### Supplied passage
+ + + +
Tonight in Unpacks: With Spain’s semifinal win over France on Tuesday, Dallas Stadium has wrapped up its World Cup run. But North Texas officials imagine that the region could become a hotbed for big-time soccer events, reports SBJ’s Irving Mejia-Hilario.
Also tonight:
- Bundesliga, Versant sign new media deal
- A Klutch move for USMNT star Folarin Balogun
- Hydration breaks likely to be a key topic in future World Cup rights talks
Listen to SBJ’s most popular podcast, Morning Buzzcast, where Abe Madkour discusses the data points driving MLB’s 2026 season at the All-Star break, the tension between Argentina and England for Wednesday’s World Cup semifinal, Fanatics Fest’s growth and more.
World Cup success leaves DFW with greater soccer ambitions

ARLINGTON, Texas — Dallas-Fort Worth’s long-anticipated 2026 World Cup story came to an end Tuesday afternoon when Spain earned a spot in the World Cup final with a 2–0 win over France at Dallas Stadium.
La Roja’s F Mikel Oyarzabal, RB Pedro Porro and a passionate contingent of fans from Spain helped end France’s dream to win a third World Cup (and on Bastille Day, no less). Still, that didn’t stop Spanish fans from partying like it was 2010 throughout and outside the stadium as French fans headed for the exits, with some in tears.
While Spanish fans celebrated, North Texas officials are already beginning to imagine what will come next for the region. Tuesday’s crowd of 70,176 pushed Dallas’ World Cup attendance to 631,843 across nine matches and helped reinforce a belief inside Arlington, Dallas and the organizing committee that North Texas is just getting started in its fight for soccer’s future in the region.
Across those nine games, Dallas hosted more matches than any other World Cup venue, filling AT&T Stadium with roughly 70,204 fans each match (approximately 99.3% of its total soccer capacity) and turning group-stage and knockout dates alike into event days for Arlington’s entertainment district and beyond. Had the U.S. advanced out of its quarterfinal, it would have played its semifinal there; instead, local organizers got Kylian Mbappé, Lamine Yamal and one of the tournament’s marquee matchups.
In the eyes of local officials, staging more matches than any other venue, moving hundreds of thousands of fans through public transportation, running a 34‑day fan festival at Fair Park and hosting the International Broadcast Center show North Texas is ready to bid for the 2031 Women’s World Cup and make DFW a permanent stop on soccer’s global map.
Organizers are still separating forecasts from reality when it comes to numbers. They say they still are months away from a full accounting of hotel, sales, rental car and alcohol tax collections across the region, along with wrapping in costs and revenue tied to venue move-outs that stretches into late August.
+ + + +
### Listing
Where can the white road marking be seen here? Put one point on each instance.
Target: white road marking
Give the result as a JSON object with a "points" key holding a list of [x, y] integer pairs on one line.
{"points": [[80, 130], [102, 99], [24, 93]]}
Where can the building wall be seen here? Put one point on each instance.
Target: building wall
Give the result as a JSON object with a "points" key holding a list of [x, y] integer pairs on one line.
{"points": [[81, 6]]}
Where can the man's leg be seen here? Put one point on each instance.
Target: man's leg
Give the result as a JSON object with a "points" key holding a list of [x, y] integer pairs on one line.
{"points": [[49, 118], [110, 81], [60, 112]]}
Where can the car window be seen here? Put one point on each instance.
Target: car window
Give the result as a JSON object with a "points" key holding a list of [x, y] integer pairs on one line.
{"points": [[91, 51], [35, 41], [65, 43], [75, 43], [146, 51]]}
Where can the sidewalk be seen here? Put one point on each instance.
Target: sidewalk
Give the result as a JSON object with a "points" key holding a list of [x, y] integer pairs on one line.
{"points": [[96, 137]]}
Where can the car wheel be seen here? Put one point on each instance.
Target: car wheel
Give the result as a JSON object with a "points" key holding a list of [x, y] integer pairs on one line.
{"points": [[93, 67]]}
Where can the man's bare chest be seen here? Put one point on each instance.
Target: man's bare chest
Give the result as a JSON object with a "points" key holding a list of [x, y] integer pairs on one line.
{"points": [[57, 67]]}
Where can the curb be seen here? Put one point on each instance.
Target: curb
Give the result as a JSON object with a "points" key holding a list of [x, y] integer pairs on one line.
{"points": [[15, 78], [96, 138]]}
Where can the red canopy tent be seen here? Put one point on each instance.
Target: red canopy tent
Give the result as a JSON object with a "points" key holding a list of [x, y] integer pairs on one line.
+ + + +
For each statement below, say yes or no to whether it agrees with the Dallas World Cup article, and quote the words from the article that decide it.
1. Dallas hosted more World Cup matches than any other venue.
2. The fan festival at Fair Park ran for 30 days.
3. Organizers have completed a full accounting of the region's tax collections.

### Right answer
1. Yes: "Dallas hosted more matches than any other World Cup venue"
2. No: "running a 34‑day fan festival at Fair Park"
3. No: "They say they still are months away from a full accounting of hotel, sales, rental car and alcohol tax collections across the region"